Provided material:
•••
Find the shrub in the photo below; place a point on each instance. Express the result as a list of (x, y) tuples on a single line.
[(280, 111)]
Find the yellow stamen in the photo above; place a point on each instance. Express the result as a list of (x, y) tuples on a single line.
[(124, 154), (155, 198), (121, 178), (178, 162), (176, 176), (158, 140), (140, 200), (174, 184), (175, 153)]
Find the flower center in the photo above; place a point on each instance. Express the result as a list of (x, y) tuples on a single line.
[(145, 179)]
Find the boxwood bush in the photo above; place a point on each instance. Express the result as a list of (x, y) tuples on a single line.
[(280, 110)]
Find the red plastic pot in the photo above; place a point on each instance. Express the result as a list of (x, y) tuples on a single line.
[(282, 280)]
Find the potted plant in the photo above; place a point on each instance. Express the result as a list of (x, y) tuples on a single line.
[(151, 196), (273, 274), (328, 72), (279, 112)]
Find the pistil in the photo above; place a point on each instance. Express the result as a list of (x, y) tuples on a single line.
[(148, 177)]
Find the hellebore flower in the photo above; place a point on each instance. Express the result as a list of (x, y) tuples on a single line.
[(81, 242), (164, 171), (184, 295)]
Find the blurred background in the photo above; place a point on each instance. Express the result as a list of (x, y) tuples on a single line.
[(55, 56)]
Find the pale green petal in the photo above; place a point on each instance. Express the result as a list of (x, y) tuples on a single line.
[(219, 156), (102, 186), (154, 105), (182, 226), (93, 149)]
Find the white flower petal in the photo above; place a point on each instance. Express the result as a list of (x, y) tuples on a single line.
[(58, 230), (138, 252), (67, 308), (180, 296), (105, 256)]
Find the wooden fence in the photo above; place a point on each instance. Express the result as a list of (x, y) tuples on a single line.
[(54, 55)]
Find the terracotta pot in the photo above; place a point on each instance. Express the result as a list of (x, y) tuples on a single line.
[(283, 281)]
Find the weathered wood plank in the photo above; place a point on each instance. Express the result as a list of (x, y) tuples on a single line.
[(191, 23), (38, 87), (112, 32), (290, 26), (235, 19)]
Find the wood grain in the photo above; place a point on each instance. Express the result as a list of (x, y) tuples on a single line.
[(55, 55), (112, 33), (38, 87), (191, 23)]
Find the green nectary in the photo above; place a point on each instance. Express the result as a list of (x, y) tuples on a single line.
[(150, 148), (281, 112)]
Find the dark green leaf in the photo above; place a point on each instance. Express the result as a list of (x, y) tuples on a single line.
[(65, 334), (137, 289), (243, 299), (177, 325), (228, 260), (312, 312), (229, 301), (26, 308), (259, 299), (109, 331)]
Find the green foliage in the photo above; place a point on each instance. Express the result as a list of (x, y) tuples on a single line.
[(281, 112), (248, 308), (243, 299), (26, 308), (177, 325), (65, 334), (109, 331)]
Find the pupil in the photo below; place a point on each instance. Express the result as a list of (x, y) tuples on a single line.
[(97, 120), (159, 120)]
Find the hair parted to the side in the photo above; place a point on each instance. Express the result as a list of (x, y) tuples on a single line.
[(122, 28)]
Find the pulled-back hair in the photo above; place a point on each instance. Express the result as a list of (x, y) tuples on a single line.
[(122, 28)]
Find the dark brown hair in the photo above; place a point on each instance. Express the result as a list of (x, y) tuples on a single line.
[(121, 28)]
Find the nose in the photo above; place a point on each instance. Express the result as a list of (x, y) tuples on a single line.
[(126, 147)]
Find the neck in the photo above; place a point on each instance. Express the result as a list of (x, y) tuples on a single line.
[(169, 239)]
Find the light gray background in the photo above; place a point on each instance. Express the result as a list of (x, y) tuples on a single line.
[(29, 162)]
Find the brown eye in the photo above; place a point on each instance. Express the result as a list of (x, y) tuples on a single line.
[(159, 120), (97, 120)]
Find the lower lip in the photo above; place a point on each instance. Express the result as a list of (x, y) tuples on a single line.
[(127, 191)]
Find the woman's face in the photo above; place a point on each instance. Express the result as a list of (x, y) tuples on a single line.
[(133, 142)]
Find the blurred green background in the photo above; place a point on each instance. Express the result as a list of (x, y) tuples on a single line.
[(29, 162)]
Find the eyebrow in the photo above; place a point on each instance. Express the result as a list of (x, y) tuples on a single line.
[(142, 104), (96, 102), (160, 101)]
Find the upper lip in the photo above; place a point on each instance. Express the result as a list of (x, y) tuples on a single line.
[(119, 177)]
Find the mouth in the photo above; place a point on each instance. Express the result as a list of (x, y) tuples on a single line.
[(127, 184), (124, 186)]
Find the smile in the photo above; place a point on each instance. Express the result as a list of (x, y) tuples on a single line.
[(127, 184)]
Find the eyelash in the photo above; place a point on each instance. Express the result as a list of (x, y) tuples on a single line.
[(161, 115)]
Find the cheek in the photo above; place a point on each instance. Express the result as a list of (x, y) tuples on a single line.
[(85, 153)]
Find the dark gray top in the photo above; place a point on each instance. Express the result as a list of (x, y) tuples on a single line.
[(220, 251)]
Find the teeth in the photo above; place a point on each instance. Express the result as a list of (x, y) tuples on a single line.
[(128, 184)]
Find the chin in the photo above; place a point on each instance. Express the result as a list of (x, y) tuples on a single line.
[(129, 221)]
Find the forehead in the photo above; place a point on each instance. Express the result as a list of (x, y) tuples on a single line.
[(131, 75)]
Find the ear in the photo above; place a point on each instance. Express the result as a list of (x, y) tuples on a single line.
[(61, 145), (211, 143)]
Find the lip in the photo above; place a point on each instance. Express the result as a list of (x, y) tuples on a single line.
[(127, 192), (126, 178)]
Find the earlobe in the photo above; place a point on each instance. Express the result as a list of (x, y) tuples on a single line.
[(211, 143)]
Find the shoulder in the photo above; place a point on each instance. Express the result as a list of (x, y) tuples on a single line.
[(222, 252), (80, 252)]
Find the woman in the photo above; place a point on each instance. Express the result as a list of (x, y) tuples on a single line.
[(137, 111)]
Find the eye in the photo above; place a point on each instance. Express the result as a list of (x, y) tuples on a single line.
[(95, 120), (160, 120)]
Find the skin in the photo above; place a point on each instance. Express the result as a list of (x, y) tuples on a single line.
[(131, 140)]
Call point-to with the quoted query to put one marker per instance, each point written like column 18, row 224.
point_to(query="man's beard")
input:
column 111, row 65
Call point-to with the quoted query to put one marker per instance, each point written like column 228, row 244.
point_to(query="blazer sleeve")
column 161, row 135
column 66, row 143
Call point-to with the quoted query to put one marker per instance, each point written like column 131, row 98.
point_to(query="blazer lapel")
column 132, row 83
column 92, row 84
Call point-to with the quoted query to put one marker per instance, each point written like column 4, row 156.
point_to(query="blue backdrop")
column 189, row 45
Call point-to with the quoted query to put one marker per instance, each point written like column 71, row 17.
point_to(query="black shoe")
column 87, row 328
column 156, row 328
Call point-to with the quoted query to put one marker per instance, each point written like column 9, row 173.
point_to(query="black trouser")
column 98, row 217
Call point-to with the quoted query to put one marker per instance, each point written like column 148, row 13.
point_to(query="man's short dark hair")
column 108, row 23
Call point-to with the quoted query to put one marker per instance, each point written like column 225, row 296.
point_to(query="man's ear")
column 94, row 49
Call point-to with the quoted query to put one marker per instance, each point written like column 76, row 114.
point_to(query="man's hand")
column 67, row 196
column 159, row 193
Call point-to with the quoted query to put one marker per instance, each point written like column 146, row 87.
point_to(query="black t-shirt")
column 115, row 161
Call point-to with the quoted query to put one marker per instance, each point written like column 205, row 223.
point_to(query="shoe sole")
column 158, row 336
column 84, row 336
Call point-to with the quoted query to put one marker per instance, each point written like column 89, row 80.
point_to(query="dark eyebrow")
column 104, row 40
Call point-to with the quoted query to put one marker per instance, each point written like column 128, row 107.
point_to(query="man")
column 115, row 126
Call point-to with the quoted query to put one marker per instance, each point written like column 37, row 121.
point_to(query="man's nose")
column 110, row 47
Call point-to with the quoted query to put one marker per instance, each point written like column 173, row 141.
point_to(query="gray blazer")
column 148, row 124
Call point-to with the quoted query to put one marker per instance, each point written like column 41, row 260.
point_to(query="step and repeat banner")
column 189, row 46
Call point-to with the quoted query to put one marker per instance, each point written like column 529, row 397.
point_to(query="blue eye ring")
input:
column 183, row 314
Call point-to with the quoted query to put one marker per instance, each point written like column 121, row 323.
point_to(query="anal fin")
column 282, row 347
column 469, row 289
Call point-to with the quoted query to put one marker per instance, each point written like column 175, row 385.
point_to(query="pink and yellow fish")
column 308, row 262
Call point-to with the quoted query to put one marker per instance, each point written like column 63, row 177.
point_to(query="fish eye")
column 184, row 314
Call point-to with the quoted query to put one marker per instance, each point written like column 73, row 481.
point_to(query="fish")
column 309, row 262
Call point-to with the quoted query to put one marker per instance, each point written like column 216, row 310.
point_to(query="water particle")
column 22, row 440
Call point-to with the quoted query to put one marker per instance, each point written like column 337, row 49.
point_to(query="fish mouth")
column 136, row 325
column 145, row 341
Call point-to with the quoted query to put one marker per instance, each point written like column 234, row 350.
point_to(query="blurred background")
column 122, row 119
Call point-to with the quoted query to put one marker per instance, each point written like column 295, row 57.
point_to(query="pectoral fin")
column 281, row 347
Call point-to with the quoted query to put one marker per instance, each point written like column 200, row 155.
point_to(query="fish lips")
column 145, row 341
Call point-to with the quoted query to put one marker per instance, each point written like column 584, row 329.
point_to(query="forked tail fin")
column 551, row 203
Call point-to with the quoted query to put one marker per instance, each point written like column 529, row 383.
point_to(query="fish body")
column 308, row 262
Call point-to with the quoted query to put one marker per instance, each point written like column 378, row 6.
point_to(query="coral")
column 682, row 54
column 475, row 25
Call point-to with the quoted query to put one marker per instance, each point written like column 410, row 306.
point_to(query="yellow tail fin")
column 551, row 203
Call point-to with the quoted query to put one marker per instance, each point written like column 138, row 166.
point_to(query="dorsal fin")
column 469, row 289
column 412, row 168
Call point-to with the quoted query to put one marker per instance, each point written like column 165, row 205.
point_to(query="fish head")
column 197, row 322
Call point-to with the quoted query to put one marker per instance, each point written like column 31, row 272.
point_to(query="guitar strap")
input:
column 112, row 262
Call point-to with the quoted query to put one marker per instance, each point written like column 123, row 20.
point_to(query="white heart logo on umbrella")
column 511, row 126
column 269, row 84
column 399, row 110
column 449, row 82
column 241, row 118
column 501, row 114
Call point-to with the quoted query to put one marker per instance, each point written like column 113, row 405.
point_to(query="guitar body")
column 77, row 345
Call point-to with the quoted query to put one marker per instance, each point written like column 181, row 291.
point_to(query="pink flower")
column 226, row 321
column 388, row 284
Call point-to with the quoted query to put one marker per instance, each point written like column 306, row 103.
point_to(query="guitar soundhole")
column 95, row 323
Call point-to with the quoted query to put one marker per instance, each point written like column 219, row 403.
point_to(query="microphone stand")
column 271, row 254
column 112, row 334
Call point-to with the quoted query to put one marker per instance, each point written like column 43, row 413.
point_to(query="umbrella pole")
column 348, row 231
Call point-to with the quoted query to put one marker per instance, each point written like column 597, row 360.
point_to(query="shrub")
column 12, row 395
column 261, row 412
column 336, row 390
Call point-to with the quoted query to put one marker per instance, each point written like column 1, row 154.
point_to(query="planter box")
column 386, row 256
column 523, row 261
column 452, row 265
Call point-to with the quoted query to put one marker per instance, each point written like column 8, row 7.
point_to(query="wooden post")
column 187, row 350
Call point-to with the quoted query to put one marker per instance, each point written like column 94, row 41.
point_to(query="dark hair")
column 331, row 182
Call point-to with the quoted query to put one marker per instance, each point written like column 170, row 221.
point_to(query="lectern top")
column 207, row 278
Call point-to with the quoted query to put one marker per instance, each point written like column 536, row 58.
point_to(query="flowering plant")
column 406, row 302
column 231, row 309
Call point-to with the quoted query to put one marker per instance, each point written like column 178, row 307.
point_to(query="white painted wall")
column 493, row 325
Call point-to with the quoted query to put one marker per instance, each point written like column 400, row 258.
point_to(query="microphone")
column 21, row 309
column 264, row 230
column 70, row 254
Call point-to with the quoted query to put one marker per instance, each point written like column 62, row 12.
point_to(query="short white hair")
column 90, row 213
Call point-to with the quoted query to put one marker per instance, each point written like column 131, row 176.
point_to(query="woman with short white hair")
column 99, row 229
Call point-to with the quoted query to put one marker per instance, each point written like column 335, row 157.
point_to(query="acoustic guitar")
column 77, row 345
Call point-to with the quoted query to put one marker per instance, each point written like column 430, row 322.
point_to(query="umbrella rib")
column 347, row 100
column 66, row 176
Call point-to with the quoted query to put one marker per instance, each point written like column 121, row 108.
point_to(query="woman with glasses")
•••
Problem to solve: Start with the line above that contains "123, row 20." and end with the line that contains "column 8, row 7.". Write out those lines exactly, and only those.

Response:
Call point-to with the quoted query to put one marker per instance, each point written like column 123, row 20.
point_to(query="white heart logo on umbrella")
column 511, row 126
column 269, row 84
column 399, row 110
column 449, row 82
column 241, row 118
column 501, row 114
Call point-to with the quoted query to put one marker per instance, each point written like column 113, row 405.
point_to(query="guitar body")
column 77, row 345
Call point-to with the quoted query to put one marker per instance, each point written like column 181, row 291.
point_to(query="pink flower")
column 226, row 321
column 388, row 284
Call point-to with the quoted query to put one marker per instance, each point written like column 306, row 103.
point_to(query="guitar soundhole")
column 95, row 323
Call point-to with the quoted query to put one marker per instance, each point written like column 219, row 403.
point_to(query="microphone stand")
column 271, row 254
column 112, row 334
Call point-to with the quoted query to put one marker per instance, each point written like column 43, row 413.
point_to(query="umbrella pole")
column 348, row 231
Call point-to with the quoted query to put one marker per instance, each point written like column 597, row 360.
point_to(query="shrub")
column 12, row 395
column 261, row 412
column 336, row 390
Call point-to with the quoted query to put one marker per instance, each point written like column 1, row 154.
point_to(query="planter box")
column 386, row 256
column 523, row 261
column 452, row 265
Call point-to with the quoted query to put one marker per instance, each point written like column 8, row 7.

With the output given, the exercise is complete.